**EXERCISE DIRECTIONS**:
Please write out the material that follows, exactly as it stands.

**TASK MATERIAL**:
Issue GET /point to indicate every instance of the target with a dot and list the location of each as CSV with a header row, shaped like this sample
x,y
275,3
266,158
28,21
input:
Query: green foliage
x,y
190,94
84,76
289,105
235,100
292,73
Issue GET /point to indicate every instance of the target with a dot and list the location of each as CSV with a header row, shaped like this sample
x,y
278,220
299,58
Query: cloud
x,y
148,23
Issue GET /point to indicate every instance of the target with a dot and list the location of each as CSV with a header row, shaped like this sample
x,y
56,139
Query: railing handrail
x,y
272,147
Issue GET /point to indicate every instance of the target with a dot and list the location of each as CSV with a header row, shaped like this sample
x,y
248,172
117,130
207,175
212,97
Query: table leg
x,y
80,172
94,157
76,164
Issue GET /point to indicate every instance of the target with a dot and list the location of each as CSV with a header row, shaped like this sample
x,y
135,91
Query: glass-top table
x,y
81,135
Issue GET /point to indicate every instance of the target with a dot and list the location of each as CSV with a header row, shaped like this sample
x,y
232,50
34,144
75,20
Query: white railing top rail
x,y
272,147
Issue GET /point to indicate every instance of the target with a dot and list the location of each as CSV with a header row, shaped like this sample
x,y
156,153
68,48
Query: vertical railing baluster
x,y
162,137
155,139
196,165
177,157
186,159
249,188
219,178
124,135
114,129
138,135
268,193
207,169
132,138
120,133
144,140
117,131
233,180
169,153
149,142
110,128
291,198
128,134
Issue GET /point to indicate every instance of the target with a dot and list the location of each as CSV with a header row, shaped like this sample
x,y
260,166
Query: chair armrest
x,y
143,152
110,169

**ANSWER TO THIS EXERCISE**:
Issue GET /point to indicate every instance of the target with a dot and list the location of each as CSV with a header row, shaped like this sample
x,y
275,3
266,158
28,21
input:
Query: green foliage
x,y
190,94
84,76
289,105
235,100
292,73
Issue GET /point to indicate every instance of the target with a dot and list the location of each as CSV with a header row, shaped like this sample
x,y
278,220
299,58
Query: cloud
x,y
148,23
Issue GET /point to indicate every instance of the target with a dot and list the location of each as CSV with a header row, shaped like this sample
x,y
56,139
Query: railing handrail
x,y
272,147
Issue GET /point to indicate every instance of the target with a dot and list the location of each as CSV with a header row, shaped like this sample
x,y
248,172
117,130
207,175
212,97
Query: table leg
x,y
80,172
94,157
76,164
Issue GET /point to indicate every instance of the target with a dot and list the location of each as CSV with a header row, shaped like this sample
x,y
135,91
Query: glass-top table
x,y
81,135
Issue GET /point to indicate every instance of the target with a dot and list the location of each as CSV with a header row, shaped like this sample
x,y
232,50
34,144
75,20
Query: white railing top rail
x,y
272,147
Issue GET /point to indicate every instance of the target with a dot and list the location of each as CSV with a header row, shaped like this sample
x,y
156,153
68,48
Query: vertical railing baluster
x,y
162,137
155,139
196,165
177,157
186,159
249,188
219,178
124,135
114,129
138,135
268,193
207,169
132,138
120,133
144,140
117,131
233,180
169,153
149,142
110,128
291,198
128,134
Issue GET /point to indicate every instance of the target with a dot and list the location of each as CSV with a header row, shaped like this sample
x,y
260,166
Query: chair armrest
x,y
143,152
110,169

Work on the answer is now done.